* **Exercise objective**
According to the passage on short cuts below, how much was the monthly fee for the storage unit?

* **Selected excerpt**
##########

Short cuts rarely make sense. Taking a short cut is usually based on thoughts, fuzzy logic, irresponsibly, laziness, fear and self interest.

I can only speak for myself and my experiences and within opening up this point I see that taking what seemed to be a short cut actually fucked me. I was stubborn and refused to be self honest, I did not direct myself to deal with my ego, emotions, memories, beliefs, justifications, ideas, judgments and fears, instead sweeping it all under a rug - the rug was self suppression. I did not allow myself to do what was necessary to be done in the moment in the physical, here within and as breath. Instead I ran and "chose" LOL! the easy way out. I listened to the mind and accepted and allowed thoughts to direct me.

My plan was to to place my stuff in storage for just a month or so and when I moved into a new place I would take it out and use it. Simple, right? This all seemed to make sense at the time, the monthly fee was sixty dollars and my stuff was worth more than that so I figured, why not? Well my plan did not work because I kept putting it off. Sometimes I went to the storage unit to look at what was in it, it had been so long that I started to forget what I had. I thought well, perhaps I will get motivated and move it out, but that didn't happen, instead of doing anything I would just look at my stuff and reminisce and think about the time that I placed my belongings in it and the events that took place around that time and go into sadness and tear up and then just stuff the items back into the boxes shut the storage door, lock it up until a better time to deal with it came along.

##########

* **Records shown**
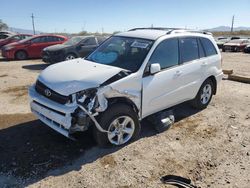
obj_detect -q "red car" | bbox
[2,35,68,60]
[0,34,32,49]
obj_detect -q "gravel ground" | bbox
[0,53,250,188]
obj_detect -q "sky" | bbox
[0,0,250,33]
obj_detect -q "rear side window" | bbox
[149,39,179,69]
[200,38,217,56]
[197,39,206,58]
[180,38,199,63]
[84,37,96,45]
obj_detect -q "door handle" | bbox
[175,71,182,77]
[201,62,207,67]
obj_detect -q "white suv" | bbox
[29,28,223,146]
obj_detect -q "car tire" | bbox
[93,103,141,147]
[65,53,77,61]
[15,50,28,60]
[191,79,214,110]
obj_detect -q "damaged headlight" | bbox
[75,88,97,111]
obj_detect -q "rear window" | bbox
[200,38,217,56]
[180,38,199,63]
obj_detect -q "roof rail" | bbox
[128,27,182,31]
[167,29,213,35]
[128,27,212,35]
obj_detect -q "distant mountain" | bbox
[206,26,250,32]
[9,27,43,34]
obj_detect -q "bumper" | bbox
[29,86,77,137]
[215,72,223,85]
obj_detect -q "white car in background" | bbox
[29,28,223,146]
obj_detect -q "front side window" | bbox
[86,36,153,72]
[200,38,217,56]
[149,38,179,69]
[32,37,42,43]
[180,38,199,63]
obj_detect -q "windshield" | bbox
[63,36,86,45]
[86,36,153,72]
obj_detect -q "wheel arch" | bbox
[14,49,29,59]
[107,97,140,116]
[203,75,217,95]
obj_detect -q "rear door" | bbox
[175,37,208,102]
[142,38,182,117]
[142,37,202,117]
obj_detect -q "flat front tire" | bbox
[93,103,141,147]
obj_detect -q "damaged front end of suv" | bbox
[29,37,153,145]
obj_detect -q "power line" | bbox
[31,13,36,35]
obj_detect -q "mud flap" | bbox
[161,175,197,188]
[148,109,175,133]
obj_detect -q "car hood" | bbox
[44,44,70,51]
[38,58,126,96]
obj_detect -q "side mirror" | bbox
[150,63,161,74]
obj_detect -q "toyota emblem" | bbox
[44,89,51,97]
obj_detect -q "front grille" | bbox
[35,80,72,104]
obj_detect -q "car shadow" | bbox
[0,104,198,186]
[22,63,49,71]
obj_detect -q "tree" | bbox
[0,19,8,31]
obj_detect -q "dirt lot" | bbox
[0,53,250,188]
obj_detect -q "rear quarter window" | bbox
[200,38,217,56]
[179,37,199,63]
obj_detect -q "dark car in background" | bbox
[0,31,15,39]
[2,35,68,60]
[0,34,32,49]
[42,36,107,63]
[222,39,249,52]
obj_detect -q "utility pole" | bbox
[231,15,234,33]
[31,13,36,35]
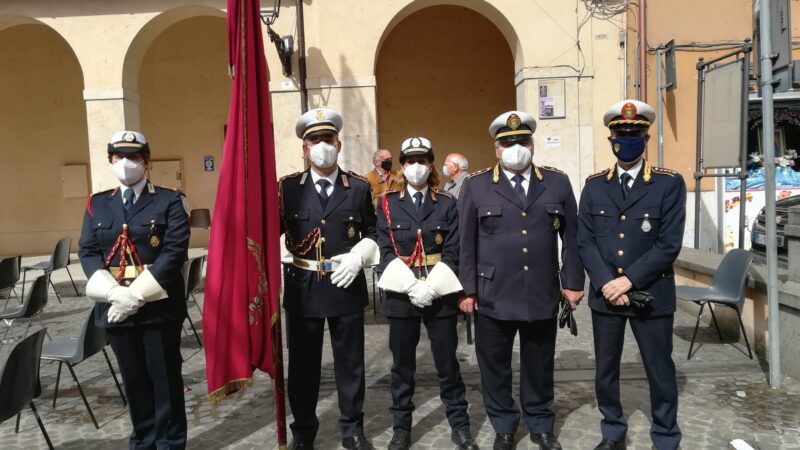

##########

* **Completed task**
Sixty dollars.